The problem
All the entries that follow must be written out again exactly.

Material shown
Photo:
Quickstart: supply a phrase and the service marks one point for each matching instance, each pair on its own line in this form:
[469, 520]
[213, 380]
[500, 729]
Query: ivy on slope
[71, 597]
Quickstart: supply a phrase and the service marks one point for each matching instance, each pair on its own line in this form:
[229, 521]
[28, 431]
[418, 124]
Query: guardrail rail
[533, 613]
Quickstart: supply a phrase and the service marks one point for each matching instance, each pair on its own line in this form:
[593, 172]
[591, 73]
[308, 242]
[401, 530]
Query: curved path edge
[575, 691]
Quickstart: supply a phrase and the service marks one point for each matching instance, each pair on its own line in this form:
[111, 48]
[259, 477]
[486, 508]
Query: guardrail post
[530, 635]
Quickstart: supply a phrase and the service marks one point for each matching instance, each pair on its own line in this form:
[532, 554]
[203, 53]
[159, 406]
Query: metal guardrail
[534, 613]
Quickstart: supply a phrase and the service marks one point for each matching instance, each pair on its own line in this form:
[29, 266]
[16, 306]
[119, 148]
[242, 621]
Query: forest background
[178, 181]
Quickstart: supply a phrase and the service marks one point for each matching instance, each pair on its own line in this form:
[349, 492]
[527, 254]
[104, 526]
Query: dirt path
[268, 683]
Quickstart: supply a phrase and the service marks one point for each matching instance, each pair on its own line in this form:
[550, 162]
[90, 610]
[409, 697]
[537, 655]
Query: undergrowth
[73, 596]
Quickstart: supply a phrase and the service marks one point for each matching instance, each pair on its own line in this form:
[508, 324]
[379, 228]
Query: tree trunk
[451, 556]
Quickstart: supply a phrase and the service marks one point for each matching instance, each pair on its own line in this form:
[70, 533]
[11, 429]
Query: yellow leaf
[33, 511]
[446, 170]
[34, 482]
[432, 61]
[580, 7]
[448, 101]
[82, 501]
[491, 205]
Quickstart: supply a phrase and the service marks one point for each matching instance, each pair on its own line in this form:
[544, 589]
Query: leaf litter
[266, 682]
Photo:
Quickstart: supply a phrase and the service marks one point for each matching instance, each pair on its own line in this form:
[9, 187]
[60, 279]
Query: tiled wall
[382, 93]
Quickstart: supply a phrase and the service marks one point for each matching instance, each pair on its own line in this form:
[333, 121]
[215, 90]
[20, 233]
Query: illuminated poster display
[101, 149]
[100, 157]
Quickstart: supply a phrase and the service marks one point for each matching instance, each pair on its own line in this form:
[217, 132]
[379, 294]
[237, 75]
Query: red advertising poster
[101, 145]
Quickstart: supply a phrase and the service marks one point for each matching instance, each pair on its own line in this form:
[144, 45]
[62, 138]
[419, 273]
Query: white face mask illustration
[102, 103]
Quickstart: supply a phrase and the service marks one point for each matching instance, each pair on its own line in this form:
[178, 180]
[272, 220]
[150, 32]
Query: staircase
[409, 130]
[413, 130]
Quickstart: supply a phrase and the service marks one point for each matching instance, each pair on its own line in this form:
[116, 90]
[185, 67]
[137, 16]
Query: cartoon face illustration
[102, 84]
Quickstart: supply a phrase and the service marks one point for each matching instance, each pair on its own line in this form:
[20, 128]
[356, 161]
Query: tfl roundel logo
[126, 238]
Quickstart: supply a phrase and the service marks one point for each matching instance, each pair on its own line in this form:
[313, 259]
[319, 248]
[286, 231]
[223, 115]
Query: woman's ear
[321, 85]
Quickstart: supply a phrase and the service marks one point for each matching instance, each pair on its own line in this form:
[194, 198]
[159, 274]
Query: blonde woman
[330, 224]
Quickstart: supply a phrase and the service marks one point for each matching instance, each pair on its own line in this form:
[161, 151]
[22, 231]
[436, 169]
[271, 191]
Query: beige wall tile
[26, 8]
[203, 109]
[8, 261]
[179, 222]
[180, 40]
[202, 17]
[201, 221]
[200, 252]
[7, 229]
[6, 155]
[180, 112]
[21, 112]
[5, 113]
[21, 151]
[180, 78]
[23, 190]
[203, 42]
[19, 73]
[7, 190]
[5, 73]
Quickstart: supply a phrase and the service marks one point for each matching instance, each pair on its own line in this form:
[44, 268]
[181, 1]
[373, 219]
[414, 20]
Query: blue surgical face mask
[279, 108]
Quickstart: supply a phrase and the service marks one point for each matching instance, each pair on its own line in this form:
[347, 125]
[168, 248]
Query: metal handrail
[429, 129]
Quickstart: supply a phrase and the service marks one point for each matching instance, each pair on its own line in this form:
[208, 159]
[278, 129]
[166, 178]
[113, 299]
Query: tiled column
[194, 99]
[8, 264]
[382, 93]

Output below
Photo:
Quickstart: supply a phrase and the service marks one point for each matching instance, each pair on its own line in this form:
[469, 520]
[213, 380]
[500, 729]
Query: ivy on slope
[71, 597]
Quickstart: supply a phrase and the service marks one point for each matching instance, each pair on its own line in this form:
[229, 521]
[28, 431]
[418, 124]
Query: guardrail rail
[533, 613]
Quickstart: supply a phrase and the service marks one point for each matching instance, each pair on its own line in this form:
[593, 172]
[591, 73]
[308, 242]
[401, 530]
Query: curved path edge
[575, 691]
Quickstart: supply a phrase and the service marks one point for each matching instance, each pair on its own line in this form:
[111, 48]
[259, 477]
[486, 508]
Query: guardrail post
[530, 635]
Quickstart: supply a phrase and the service marks one point for each matching instance, each pair on its own line in this form:
[532, 554]
[203, 53]
[159, 406]
Query: metal guardrail
[534, 613]
Quickstart: supply a phrase and the service marks one point for each matching instance, each pair on its own line in this form:
[29, 266]
[16, 306]
[119, 148]
[242, 621]
Query: forest background
[178, 181]
Quickstart: supply a phrase and the service marks one point for each matching instance, each pair on its own line in this form:
[349, 492]
[527, 254]
[104, 526]
Query: dirt path
[268, 683]
Quickstart: supply a phrase and the service marks one point for each matching instance, each pair on its own line in this form:
[550, 162]
[90, 610]
[409, 697]
[537, 655]
Query: undergrowth
[73, 596]
Quickstart: supply a phrase and the service marks one point for each matching instance, each pair on its own line in this form:
[508, 324]
[379, 228]
Query: tree trunk
[451, 556]
Quickstart: supply a phrase and the service marks one point for each matching instance, each pair on its own line in this form:
[70, 533]
[11, 429]
Query: yellow leaf
[33, 511]
[446, 170]
[34, 482]
[432, 61]
[580, 7]
[448, 101]
[82, 501]
[491, 205]
Quickstart: supply a phrase and the service marks one point for each matching instance, each pair on its own line in this form:
[544, 589]
Query: leaf litter
[266, 682]
Photo:
Quickstart: supply a phrase and the service marks one point for each matching instance, each pair on its own line in this form:
[9, 187]
[60, 279]
Query: tiled wall
[382, 93]
Quickstart: supply a phrase and the service marks one point for each matching instance, each pair on its own line in this form:
[333, 121]
[215, 90]
[20, 233]
Query: illuminated poster display
[101, 149]
[100, 157]
Quickstart: supply a phrase and the service marks one point for each matching instance, each pair on its own line in this form:
[217, 132]
[379, 294]
[237, 75]
Query: red advertising poster
[101, 145]
Quickstart: supply a phrase and the service marks one point for each matching instance, each pair on its own line in this form:
[144, 45]
[62, 138]
[419, 273]
Query: white face mask illustration
[102, 103]
Quickstart: supply a phrase and the service marks one point for each matching instance, each pair on its own line in this form:
[178, 180]
[272, 220]
[150, 32]
Query: staircase
[409, 130]
[413, 130]
Quickstart: supply a phrase and the service marks one point for each matching instance, each pair on its own line in this form:
[116, 90]
[185, 67]
[137, 16]
Query: cartoon face illustration
[102, 84]
Quickstart: supply a phrase and the service marks one point for each matching instance, each pair on its own line in this form:
[20, 128]
[356, 161]
Query: tfl roundel logo
[126, 238]
Quickstart: supply a phrase and the service marks one point for each matching instance, each pair on its own line in this form:
[313, 259]
[319, 248]
[286, 231]
[223, 115]
Query: woman's ear
[321, 85]
Quickstart: supply a phrase and the service marks one point for each matching instance, each pair on its own line in this form:
[194, 198]
[159, 274]
Query: blonde woman
[330, 224]
Quickstart: supply a phrase and the service marks one point for each matching instance, each pair on its own line in this form:
[161, 151]
[22, 231]
[436, 169]
[271, 191]
Query: beige wall tile
[26, 8]
[203, 109]
[8, 261]
[179, 222]
[180, 40]
[202, 17]
[201, 221]
[200, 252]
[7, 229]
[6, 155]
[180, 112]
[21, 112]
[5, 113]
[21, 151]
[180, 78]
[23, 190]
[203, 42]
[19, 73]
[7, 190]
[5, 73]
Quickstart: supply a phrase and the service marks one point for each matching instance, each pair on its own line in this form:
[44, 268]
[181, 1]
[373, 219]
[414, 20]
Query: blue surgical face mask
[279, 108]
Quickstart: supply a phrase and the service marks one point for each matching instance, each pair on its own line in this form:
[347, 125]
[168, 248]
Query: metal handrail
[429, 129]
Quickstart: supply a phrase and the service marks one point for each matching instance, each pair on its own line in this form:
[208, 159]
[278, 129]
[166, 178]
[113, 299]
Query: tiled column
[194, 99]
[8, 264]
[382, 93]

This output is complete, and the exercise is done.